▶ **Exercise directions**: Rewrite everything from the line containing "Localize brown metal" down to the line containing "141,22,298,352", switching "metal" to "steel" and leaving all else unchanged. Return only those lines.
┌────────
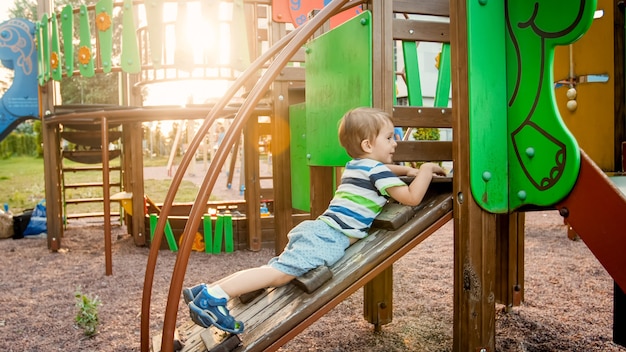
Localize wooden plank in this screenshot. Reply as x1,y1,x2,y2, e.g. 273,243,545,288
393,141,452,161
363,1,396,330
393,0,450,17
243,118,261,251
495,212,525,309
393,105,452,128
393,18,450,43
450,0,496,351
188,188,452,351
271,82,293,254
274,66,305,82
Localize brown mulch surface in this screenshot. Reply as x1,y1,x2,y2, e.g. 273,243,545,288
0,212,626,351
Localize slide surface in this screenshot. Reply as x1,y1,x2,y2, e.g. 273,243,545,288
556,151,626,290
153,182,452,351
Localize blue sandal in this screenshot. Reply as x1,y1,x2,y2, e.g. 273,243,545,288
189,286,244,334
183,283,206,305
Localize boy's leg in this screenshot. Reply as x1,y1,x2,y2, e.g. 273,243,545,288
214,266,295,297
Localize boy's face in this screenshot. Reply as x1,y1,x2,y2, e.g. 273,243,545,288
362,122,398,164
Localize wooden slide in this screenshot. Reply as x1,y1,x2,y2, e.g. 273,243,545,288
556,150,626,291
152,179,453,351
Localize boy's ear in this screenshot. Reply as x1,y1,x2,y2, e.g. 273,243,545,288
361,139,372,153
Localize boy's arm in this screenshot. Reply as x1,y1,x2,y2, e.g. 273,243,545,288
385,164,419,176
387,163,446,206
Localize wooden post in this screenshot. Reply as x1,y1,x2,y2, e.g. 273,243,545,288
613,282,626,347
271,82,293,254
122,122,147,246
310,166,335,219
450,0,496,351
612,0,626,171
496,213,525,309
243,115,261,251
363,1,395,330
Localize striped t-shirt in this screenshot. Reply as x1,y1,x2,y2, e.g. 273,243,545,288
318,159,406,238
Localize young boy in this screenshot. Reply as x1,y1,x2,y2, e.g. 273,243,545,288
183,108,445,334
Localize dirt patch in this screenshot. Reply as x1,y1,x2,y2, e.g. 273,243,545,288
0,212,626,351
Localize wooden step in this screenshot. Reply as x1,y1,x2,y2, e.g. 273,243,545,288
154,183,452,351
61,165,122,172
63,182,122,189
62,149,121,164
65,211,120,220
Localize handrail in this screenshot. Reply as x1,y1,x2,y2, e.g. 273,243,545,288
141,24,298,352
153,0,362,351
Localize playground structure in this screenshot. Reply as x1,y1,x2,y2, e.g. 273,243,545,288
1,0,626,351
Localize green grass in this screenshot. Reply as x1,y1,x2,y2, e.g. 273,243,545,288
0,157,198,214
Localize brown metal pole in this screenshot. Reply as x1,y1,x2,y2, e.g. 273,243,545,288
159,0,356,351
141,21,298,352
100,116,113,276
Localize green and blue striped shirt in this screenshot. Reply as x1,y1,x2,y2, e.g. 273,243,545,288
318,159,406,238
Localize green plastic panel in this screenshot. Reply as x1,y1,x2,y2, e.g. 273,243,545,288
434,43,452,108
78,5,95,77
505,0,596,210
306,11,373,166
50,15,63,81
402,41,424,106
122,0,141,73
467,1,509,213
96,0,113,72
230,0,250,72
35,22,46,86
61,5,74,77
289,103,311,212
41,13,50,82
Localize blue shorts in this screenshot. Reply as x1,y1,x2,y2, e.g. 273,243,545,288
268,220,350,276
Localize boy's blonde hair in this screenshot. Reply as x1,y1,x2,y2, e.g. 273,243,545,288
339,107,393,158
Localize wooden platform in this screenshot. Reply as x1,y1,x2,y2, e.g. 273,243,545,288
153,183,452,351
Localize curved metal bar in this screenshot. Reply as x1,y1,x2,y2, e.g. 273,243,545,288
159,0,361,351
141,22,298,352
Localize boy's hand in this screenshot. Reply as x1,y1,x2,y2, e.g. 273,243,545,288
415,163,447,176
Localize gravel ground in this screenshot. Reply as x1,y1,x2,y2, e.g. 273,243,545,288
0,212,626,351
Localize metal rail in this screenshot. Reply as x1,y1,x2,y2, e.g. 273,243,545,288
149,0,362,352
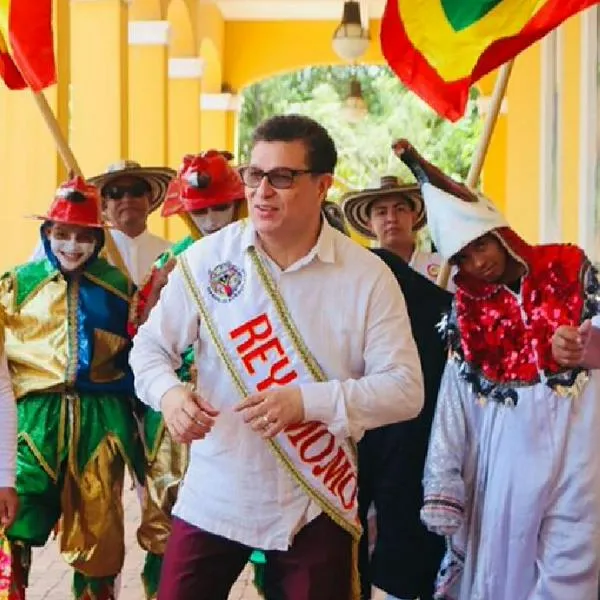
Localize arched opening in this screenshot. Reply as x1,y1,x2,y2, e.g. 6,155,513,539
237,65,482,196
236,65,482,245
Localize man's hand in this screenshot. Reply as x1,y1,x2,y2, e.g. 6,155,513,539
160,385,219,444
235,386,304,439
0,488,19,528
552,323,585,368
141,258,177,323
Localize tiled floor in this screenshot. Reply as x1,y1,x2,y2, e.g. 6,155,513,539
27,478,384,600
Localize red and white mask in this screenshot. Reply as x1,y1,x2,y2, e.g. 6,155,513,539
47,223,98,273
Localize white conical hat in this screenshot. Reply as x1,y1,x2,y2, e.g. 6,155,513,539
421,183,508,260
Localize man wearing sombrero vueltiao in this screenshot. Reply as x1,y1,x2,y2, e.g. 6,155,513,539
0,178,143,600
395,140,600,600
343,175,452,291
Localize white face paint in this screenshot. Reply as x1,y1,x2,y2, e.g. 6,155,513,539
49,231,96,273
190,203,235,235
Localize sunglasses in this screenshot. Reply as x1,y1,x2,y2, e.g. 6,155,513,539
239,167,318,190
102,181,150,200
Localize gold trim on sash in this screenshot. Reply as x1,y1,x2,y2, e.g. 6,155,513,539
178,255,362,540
└────────
┌────────
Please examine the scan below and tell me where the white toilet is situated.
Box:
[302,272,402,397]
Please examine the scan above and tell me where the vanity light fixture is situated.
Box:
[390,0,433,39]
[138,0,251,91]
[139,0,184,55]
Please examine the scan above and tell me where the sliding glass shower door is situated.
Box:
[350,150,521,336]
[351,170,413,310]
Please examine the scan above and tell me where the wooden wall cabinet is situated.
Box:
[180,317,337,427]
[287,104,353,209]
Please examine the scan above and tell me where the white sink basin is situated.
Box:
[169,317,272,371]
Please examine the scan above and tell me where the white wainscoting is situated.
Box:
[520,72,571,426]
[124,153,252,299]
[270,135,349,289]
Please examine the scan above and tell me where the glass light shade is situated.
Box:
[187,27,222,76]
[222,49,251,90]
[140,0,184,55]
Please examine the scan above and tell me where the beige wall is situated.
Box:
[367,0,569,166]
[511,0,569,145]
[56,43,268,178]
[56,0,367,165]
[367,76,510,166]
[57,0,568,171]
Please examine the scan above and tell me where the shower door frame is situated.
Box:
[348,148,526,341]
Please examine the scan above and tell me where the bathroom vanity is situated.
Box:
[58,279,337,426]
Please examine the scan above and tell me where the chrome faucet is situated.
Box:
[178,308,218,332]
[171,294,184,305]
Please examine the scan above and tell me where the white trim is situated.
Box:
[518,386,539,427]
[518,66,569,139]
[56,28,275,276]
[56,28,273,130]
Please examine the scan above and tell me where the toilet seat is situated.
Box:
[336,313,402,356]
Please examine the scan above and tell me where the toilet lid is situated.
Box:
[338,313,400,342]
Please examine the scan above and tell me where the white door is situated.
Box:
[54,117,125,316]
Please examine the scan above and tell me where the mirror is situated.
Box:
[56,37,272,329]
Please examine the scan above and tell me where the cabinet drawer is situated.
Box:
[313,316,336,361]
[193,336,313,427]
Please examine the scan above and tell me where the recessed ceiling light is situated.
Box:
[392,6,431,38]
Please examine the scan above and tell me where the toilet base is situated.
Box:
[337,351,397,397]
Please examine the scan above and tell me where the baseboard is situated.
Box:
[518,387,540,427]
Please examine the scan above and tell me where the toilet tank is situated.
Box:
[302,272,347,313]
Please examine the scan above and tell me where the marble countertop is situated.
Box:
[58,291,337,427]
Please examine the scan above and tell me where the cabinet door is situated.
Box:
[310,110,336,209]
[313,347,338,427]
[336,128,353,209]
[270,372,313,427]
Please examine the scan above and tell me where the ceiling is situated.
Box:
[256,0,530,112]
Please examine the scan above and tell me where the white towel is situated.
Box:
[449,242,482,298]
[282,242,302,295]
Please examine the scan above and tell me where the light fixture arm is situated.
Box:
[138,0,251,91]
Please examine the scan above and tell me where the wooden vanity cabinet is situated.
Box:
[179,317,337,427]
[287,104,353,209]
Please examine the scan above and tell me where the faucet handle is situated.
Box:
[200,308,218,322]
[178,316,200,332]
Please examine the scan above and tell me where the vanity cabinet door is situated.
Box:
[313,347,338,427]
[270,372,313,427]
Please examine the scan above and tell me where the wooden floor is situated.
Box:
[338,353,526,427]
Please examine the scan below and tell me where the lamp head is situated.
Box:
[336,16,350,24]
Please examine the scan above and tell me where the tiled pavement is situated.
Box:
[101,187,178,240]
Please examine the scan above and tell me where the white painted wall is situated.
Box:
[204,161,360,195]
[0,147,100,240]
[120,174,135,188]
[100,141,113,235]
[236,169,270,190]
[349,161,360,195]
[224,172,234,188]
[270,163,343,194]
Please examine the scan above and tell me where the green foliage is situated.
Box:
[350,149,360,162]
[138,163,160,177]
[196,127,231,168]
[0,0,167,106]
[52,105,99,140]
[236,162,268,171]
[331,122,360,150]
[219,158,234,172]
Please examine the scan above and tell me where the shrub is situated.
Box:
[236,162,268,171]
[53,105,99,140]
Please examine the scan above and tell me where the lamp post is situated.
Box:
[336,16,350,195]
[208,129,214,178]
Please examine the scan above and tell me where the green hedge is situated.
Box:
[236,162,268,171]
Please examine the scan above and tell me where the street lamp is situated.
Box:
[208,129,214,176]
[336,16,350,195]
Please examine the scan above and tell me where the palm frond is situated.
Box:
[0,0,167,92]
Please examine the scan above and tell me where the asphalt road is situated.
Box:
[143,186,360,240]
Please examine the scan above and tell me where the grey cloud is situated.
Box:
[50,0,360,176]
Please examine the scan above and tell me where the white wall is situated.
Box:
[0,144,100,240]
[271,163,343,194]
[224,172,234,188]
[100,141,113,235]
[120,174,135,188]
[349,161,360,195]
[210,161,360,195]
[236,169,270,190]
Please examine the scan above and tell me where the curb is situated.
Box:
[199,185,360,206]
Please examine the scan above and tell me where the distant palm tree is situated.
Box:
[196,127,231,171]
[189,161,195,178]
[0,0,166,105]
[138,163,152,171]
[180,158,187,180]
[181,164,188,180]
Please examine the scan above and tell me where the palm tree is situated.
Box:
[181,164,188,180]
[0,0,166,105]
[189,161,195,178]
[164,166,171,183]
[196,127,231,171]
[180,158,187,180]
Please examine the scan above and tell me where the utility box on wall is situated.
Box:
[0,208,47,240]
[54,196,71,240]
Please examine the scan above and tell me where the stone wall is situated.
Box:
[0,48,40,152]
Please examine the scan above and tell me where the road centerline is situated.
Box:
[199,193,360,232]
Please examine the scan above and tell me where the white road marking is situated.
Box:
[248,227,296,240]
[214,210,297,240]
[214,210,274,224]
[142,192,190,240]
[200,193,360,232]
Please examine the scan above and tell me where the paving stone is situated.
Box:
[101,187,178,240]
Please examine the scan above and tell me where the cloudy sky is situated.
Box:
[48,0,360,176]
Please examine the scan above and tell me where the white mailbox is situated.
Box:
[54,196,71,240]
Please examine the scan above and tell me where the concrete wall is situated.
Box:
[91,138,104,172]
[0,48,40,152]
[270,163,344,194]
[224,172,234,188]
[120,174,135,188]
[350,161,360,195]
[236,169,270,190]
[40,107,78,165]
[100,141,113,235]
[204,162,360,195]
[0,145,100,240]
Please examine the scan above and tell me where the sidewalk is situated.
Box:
└────────
▶ **Answer in full**:
Localize brown steel pole in this screenshot. Reply as x1,y1,x2,y2, e.g. 273,243,545,288
159,0,356,351
141,21,298,352
100,116,113,276
Localize green and blue striped shirt in this screenshot. Reply as x1,y1,x2,y2, e.g. 273,243,545,288
318,159,406,238
Localize green plastic panel in this screenshot. Reply as x1,y1,x2,y2, e.g. 273,243,545,288
434,43,452,108
78,5,95,77
505,0,596,210
306,11,373,166
50,15,63,81
402,41,424,106
122,0,141,73
467,1,509,213
96,0,113,72
230,0,250,72
35,22,46,86
61,5,74,77
289,103,311,212
41,13,50,82
Localize blue shorts in this screenshot. Reply as x1,y1,x2,y2, e.g. 273,243,545,288
268,220,350,276
Localize boy's blonde hair in this screenshot. Reply as x1,y1,x2,y2, e.g. 273,243,545,288
339,107,393,158
Localize wooden platform in this screenshot. Reply as x1,y1,x2,y2, e.g. 273,243,545,288
153,183,452,351
Localize curved steel bar in this screenshot. Reply as x1,y1,x2,y2, e.g. 273,243,545,288
159,0,361,351
141,22,298,352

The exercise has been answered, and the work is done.